▸ **EXERCISE OBJECTIVE**
Count the lines in the material below that contain the word "standing". Reply with the number alone.

▸ **EXTRACTED DATA**
* * *
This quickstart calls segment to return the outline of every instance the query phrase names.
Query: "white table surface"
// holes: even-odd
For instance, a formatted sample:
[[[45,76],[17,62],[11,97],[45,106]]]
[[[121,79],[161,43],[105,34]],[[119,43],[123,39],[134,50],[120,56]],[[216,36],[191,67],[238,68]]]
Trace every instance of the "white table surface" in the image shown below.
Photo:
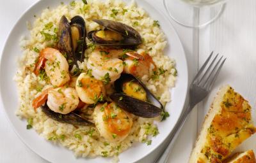
[[[26,9],[37,1],[0,0],[1,52],[15,22]],[[159,10],[164,11],[163,0],[157,0],[157,0],[147,1],[157,6]],[[193,30],[174,22],[173,24],[186,53],[189,81],[195,75],[198,65],[204,62],[210,50],[214,50],[228,57],[213,91],[204,103],[199,104],[198,113],[196,110],[191,113],[176,141],[169,162],[180,163],[188,162],[198,129],[200,128],[197,126],[201,125],[202,120],[219,87],[230,83],[251,102],[253,108],[256,106],[256,75],[254,73],[256,56],[253,49],[253,43],[256,43],[256,1],[247,0],[245,3],[244,0],[232,0],[228,2],[219,20],[200,30],[199,55],[193,53],[195,50],[193,38],[195,36]],[[20,140],[9,124],[3,108],[0,108],[0,162],[47,162]],[[255,136],[252,138],[239,149],[255,149]],[[153,162],[161,150],[161,146],[140,162]]]

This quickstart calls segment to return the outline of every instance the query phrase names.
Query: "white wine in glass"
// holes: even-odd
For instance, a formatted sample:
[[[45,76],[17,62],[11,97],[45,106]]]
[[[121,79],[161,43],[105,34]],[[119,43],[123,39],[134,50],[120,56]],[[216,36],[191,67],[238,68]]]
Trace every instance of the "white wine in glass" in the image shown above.
[[[178,24],[188,27],[202,27],[217,19],[227,0],[164,0],[169,16]],[[204,18],[195,22],[197,16]]]

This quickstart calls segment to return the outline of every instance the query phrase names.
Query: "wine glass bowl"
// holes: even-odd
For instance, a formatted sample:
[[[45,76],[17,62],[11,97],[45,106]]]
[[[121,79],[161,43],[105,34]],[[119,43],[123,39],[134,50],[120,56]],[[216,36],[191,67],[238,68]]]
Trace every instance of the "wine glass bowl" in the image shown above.
[[[227,0],[164,0],[170,17],[187,27],[203,27],[223,13]]]

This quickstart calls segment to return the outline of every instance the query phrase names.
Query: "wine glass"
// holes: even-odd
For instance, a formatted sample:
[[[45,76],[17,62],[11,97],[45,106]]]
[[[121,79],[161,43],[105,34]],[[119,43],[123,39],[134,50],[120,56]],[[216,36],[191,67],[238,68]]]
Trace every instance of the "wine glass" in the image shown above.
[[[164,4],[169,16],[177,23],[188,27],[202,27],[220,17],[227,1],[164,0]]]

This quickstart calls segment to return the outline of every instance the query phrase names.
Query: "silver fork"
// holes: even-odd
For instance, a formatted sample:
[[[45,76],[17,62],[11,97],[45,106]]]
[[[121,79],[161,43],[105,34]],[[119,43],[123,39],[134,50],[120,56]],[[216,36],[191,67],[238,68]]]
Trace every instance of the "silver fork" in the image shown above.
[[[156,160],[156,162],[167,162],[168,158],[173,146],[173,143],[178,136],[182,128],[181,127],[185,122],[188,115],[194,106],[202,101],[211,91],[213,83],[226,60],[226,59],[223,59],[223,56],[221,56],[217,62],[216,62],[218,56],[219,55],[218,53],[210,63],[209,60],[212,55],[213,52],[211,52],[210,56],[207,58],[198,73],[195,76],[189,87],[189,105],[182,112],[178,122],[172,131],[169,137],[169,142],[165,148],[165,150],[161,153],[161,155]],[[209,66],[207,66],[208,64]]]

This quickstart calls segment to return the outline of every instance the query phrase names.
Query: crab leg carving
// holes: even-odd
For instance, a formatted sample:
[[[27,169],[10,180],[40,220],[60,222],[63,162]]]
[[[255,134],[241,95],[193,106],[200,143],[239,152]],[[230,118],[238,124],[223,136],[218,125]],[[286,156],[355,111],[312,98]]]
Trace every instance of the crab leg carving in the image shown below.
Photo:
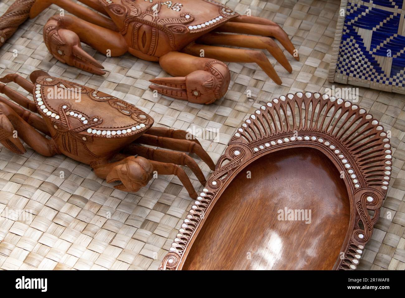
[[[115,187],[127,191],[147,185],[154,171],[176,175],[193,199],[196,193],[179,166],[190,167],[204,185],[205,178],[194,159],[184,153],[141,144],[196,153],[214,169],[211,157],[187,131],[152,128],[153,119],[134,106],[44,71],[34,71],[30,77],[33,84],[17,75],[0,78],[0,82],[19,84],[34,99],[0,83],[0,92],[23,107],[0,96],[0,142],[13,152],[25,152],[21,137],[42,155],[63,154],[90,165],[107,182],[120,180]]]
[[[292,68],[270,37],[277,39],[298,59],[294,45],[279,25],[262,18],[239,15],[213,0],[182,0],[174,4],[160,0],[79,1],[99,13],[70,0],[29,2],[32,5],[31,18],[52,4],[78,17],[54,16],[49,19],[43,34],[49,51],[62,62],[100,75],[105,73],[102,66],[81,48],[81,41],[111,56],[128,51],[141,59],[158,62],[176,77],[151,80],[156,85],[150,88],[174,98],[208,104],[223,96],[230,75],[221,61],[256,63],[276,83],[281,84],[273,66],[260,50],[267,50],[288,71]],[[211,33],[214,31],[262,36]]]
[[[281,49],[269,37],[210,32],[197,39],[197,42],[208,45],[224,45],[266,49],[289,73],[291,73],[292,71],[292,68]]]

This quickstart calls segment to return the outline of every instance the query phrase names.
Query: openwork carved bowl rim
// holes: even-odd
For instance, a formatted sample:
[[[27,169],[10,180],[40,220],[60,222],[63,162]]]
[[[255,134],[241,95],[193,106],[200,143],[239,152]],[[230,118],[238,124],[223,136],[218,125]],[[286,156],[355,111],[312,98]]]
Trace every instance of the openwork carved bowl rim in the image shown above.
[[[181,269],[217,200],[246,166],[270,153],[302,147],[322,152],[347,178],[344,180],[350,206],[349,227],[341,250],[343,253],[337,256],[333,269],[356,269],[388,189],[392,167],[390,140],[378,120],[364,109],[309,92],[274,99],[237,129],[160,269]]]

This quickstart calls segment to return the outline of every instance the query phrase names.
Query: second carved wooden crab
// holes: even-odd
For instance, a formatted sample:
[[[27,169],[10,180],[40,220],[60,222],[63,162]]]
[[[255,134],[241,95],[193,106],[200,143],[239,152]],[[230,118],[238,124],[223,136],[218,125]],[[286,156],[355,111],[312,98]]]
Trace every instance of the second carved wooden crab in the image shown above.
[[[55,15],[44,28],[47,47],[59,60],[101,75],[105,73],[102,65],[82,49],[81,41],[111,56],[128,51],[145,60],[158,61],[165,71],[175,77],[151,80],[156,84],[151,85],[151,89],[198,103],[211,103],[227,90],[230,74],[222,61],[256,63],[275,83],[281,84],[261,51],[213,45],[267,50],[291,73],[292,68],[283,51],[270,38],[274,37],[299,60],[288,36],[274,22],[239,15],[213,0],[178,0],[181,3],[79,0],[94,10],[92,10],[71,0],[17,0],[0,18],[0,35],[2,31],[7,33],[6,37],[12,34],[16,25],[28,17],[28,8],[30,7],[29,15],[33,18],[56,4],[78,17]],[[237,34],[227,34],[230,33]]]
[[[196,191],[179,165],[188,166],[205,185],[205,178],[194,159],[183,152],[141,144],[194,153],[215,169],[193,136],[185,131],[151,127],[153,119],[132,105],[42,71],[33,72],[30,78],[34,84],[16,74],[0,78],[3,83],[16,83],[35,100],[0,83],[0,92],[25,108],[0,96],[0,142],[15,153],[26,152],[20,137],[45,156],[63,154],[90,165],[108,182],[120,181],[114,187],[126,191],[137,191],[154,173],[175,175],[194,199]]]

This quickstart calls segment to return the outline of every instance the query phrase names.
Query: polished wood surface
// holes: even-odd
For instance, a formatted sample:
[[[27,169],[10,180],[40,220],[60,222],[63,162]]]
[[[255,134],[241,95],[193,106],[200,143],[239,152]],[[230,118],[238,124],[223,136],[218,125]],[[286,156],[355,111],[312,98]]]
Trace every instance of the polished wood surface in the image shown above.
[[[154,85],[150,87],[153,91],[206,104],[222,97],[228,90],[230,73],[223,62],[255,63],[275,82],[281,84],[273,65],[260,50],[267,49],[289,72],[292,69],[271,37],[277,40],[295,59],[299,59],[288,35],[277,24],[264,18],[240,15],[217,2],[79,2],[85,5],[72,0],[16,0],[0,16],[0,46],[28,15],[36,17],[55,4],[73,15],[54,15],[44,27],[47,47],[62,63],[104,75],[104,66],[82,48],[81,43],[107,57],[128,52],[141,59],[158,61],[164,70],[175,77],[151,80]],[[256,36],[210,34],[214,30]],[[195,44],[196,41],[199,44]],[[222,46],[228,45],[255,49]],[[177,74],[179,73],[182,74]]]
[[[0,96],[0,143],[14,153],[26,152],[21,138],[45,156],[63,154],[90,165],[108,183],[120,181],[114,187],[124,191],[138,191],[156,173],[175,175],[194,199],[197,193],[180,166],[189,167],[203,185],[205,177],[192,158],[178,151],[195,153],[215,169],[200,142],[185,131],[152,127],[153,118],[135,106],[43,71],[32,72],[30,78],[16,74],[0,78],[0,94],[15,103]],[[2,84],[11,82],[34,101]]]
[[[286,207],[310,209],[311,223],[278,220]],[[224,191],[183,269],[332,269],[350,218],[344,182],[323,153],[303,148],[269,154]]]

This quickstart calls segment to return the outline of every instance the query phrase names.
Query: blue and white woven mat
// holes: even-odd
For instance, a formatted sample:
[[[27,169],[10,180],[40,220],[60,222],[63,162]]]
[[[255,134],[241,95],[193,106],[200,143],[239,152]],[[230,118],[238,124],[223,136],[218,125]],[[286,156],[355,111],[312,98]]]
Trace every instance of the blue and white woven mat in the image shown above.
[[[343,0],[329,80],[405,94],[404,0]]]

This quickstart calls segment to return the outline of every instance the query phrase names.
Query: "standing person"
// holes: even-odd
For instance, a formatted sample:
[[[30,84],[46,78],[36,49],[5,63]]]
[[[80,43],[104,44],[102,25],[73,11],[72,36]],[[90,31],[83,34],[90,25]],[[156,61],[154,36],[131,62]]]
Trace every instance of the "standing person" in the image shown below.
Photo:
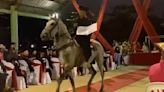
[[[12,42],[10,44],[8,52],[5,55],[5,60],[8,61],[8,62],[12,62],[15,59],[17,59],[16,44]]]
[[[91,21],[91,19],[89,18],[89,16],[91,15],[89,12],[89,9],[84,6],[80,6],[79,8],[80,8],[79,19],[77,21],[78,27],[79,26],[87,27],[91,25],[93,21]],[[76,38],[75,38],[82,48],[86,61],[88,61],[91,56],[90,38],[91,38],[91,34],[76,35]]]
[[[161,50],[161,59],[149,69],[150,82],[164,82],[164,42],[158,43],[157,46]]]

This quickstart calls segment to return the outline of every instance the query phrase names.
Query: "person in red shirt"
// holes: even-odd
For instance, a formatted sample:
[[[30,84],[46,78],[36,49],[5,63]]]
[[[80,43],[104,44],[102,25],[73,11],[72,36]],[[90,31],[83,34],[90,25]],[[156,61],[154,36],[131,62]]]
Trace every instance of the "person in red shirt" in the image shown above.
[[[161,59],[149,69],[150,82],[164,82],[164,42],[158,43],[157,46],[161,49]]]

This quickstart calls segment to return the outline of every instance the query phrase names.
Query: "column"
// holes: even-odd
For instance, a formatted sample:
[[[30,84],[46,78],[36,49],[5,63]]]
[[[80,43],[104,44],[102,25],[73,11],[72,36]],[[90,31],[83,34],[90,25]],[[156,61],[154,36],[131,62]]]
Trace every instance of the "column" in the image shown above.
[[[10,26],[11,26],[11,42],[16,44],[16,50],[18,50],[19,45],[19,35],[18,35],[18,12],[16,6],[10,7]]]

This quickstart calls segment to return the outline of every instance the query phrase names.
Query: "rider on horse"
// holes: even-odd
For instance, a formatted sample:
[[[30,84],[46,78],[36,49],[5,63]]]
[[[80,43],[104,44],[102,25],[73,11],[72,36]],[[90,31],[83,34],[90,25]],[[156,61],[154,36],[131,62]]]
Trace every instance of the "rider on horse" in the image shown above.
[[[78,27],[79,26],[89,26],[93,23],[91,19],[89,19],[89,16],[91,15],[89,13],[88,8],[80,6],[80,12],[79,12],[79,18],[77,20]],[[79,45],[82,48],[82,51],[84,53],[84,56],[86,58],[86,61],[89,61],[89,58],[91,56],[91,48],[90,48],[90,38],[91,34],[88,35],[76,35],[76,41],[79,43]]]

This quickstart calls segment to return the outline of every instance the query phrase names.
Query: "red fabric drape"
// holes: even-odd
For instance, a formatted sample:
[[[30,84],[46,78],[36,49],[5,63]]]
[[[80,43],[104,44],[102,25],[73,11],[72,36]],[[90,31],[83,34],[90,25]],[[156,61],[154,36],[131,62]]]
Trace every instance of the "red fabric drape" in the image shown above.
[[[71,0],[73,6],[75,7],[75,9],[77,10],[77,12],[79,13],[80,12],[80,9],[79,9],[79,5],[77,4],[77,2],[75,0]]]
[[[148,36],[150,37],[150,40],[152,43],[160,42],[160,38],[158,34],[155,31],[155,28],[153,27],[152,23],[146,16],[145,9],[142,7],[141,2],[139,0],[132,0],[133,5],[137,11],[138,16],[142,19],[143,26],[145,28],[145,31],[147,32]],[[136,38],[135,40],[137,40]]]
[[[150,7],[150,2],[151,2],[151,0],[144,0],[143,8],[145,9],[145,12],[146,12],[145,14],[147,14],[147,11],[148,11],[148,9]],[[136,42],[138,40],[139,35],[140,35],[141,31],[142,31],[142,24],[143,24],[142,19],[138,16],[137,20],[136,20],[136,22],[134,24],[132,33],[131,33],[131,35],[129,37],[129,42],[130,43]]]

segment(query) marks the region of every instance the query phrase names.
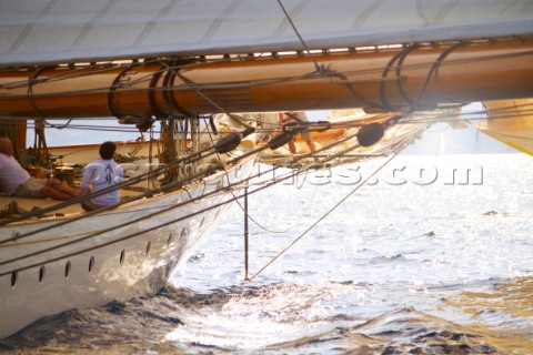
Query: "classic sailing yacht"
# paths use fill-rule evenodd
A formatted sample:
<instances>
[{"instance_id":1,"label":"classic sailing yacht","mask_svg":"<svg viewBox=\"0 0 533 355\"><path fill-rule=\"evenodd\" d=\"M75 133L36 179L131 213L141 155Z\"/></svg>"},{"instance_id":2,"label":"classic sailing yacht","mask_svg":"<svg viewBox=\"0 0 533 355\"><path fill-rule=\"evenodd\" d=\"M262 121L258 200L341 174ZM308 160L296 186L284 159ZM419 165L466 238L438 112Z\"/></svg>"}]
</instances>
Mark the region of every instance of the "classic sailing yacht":
<instances>
[{"instance_id":1,"label":"classic sailing yacht","mask_svg":"<svg viewBox=\"0 0 533 355\"><path fill-rule=\"evenodd\" d=\"M348 153L420 111L513 100L489 113L531 139L531 0L1 0L0 32L1 134L23 148L36 122L38 144L18 155L36 174L54 154L76 168L91 152L48 150L50 120L162 126L160 139L120 146L148 152L132 162L148 168L120 186L117 209L1 197L12 213L0 220L0 337L159 290L242 196L258 154L298 132L349 122L353 134L328 143ZM274 130L279 111L352 108L372 115ZM212 120L220 113L230 123Z\"/></svg>"}]
</instances>

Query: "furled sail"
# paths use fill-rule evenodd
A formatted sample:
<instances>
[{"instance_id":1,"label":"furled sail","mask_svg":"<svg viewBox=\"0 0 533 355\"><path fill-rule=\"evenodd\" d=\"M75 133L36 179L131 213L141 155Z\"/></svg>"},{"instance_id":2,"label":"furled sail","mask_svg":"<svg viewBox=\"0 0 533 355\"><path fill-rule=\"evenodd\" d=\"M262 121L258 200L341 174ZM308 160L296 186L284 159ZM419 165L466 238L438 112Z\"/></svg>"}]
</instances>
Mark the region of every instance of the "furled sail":
<instances>
[{"instance_id":1,"label":"furled sail","mask_svg":"<svg viewBox=\"0 0 533 355\"><path fill-rule=\"evenodd\" d=\"M483 102L487 118L472 123L483 133L533 155L533 99Z\"/></svg>"},{"instance_id":2,"label":"furled sail","mask_svg":"<svg viewBox=\"0 0 533 355\"><path fill-rule=\"evenodd\" d=\"M533 1L1 0L0 65L533 33Z\"/></svg>"}]
</instances>

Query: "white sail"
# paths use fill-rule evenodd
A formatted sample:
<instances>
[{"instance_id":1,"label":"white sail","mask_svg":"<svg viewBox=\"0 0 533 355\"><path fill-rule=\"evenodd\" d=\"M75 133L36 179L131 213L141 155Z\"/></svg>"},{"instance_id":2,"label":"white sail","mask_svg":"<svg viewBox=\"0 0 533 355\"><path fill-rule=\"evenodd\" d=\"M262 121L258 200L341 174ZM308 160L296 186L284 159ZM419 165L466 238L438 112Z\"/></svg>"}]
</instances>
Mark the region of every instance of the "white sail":
<instances>
[{"instance_id":1,"label":"white sail","mask_svg":"<svg viewBox=\"0 0 533 355\"><path fill-rule=\"evenodd\" d=\"M283 0L311 49L533 33L533 1ZM274 0L0 0L0 65L304 49Z\"/></svg>"}]
</instances>

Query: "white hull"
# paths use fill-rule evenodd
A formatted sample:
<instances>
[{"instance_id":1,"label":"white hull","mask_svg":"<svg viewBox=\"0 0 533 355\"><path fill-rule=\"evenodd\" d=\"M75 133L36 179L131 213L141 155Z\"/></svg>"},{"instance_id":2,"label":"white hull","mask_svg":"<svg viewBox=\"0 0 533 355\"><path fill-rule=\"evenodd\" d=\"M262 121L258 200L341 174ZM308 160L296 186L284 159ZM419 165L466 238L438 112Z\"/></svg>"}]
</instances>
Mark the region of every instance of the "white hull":
<instances>
[{"instance_id":1,"label":"white hull","mask_svg":"<svg viewBox=\"0 0 533 355\"><path fill-rule=\"evenodd\" d=\"M252 163L249 161L247 166L252 166ZM215 205L232 195L228 190L219 191L154 217L132 221L220 190L242 176L245 176L243 169L231 171L229 176L218 173L187 191L131 203L0 244L3 248L0 254L0 263L3 263L0 265L0 338L47 315L157 292L167 283L173 268L187 260L228 204ZM189 216L211 206L215 207ZM130 223L80 241L90 233L124 222ZM2 227L0 239L56 223L57 220ZM132 234L134 236L118 241ZM6 264L8 260L77 240L72 245Z\"/></svg>"}]
</instances>

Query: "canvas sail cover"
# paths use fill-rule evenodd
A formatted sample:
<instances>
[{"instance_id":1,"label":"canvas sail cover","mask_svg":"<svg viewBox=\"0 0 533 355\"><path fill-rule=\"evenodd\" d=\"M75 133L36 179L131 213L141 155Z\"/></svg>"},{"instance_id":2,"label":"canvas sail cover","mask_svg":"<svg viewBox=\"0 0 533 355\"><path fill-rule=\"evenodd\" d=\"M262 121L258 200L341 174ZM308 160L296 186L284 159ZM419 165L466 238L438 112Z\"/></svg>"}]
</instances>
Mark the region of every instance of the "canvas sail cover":
<instances>
[{"instance_id":1,"label":"canvas sail cover","mask_svg":"<svg viewBox=\"0 0 533 355\"><path fill-rule=\"evenodd\" d=\"M310 49L533 33L533 0L281 0ZM303 50L275 0L0 0L0 65Z\"/></svg>"}]
</instances>

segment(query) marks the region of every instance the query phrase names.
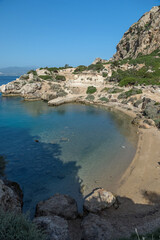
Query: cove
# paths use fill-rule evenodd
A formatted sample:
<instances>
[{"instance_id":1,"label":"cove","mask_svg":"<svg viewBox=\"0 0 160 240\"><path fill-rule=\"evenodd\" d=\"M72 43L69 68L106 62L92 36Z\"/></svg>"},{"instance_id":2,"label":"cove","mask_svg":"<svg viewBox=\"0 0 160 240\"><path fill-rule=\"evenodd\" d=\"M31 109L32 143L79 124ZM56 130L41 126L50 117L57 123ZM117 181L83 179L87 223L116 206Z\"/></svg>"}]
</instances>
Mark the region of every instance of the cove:
<instances>
[{"instance_id":1,"label":"cove","mask_svg":"<svg viewBox=\"0 0 160 240\"><path fill-rule=\"evenodd\" d=\"M1 174L20 184L24 212L33 215L39 201L57 192L75 198L81 210L94 188L114 191L132 161L137 129L130 122L105 108L54 108L0 96L0 155L6 161Z\"/></svg>"}]
</instances>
* * *
▸ **TASK SOLUTION**
2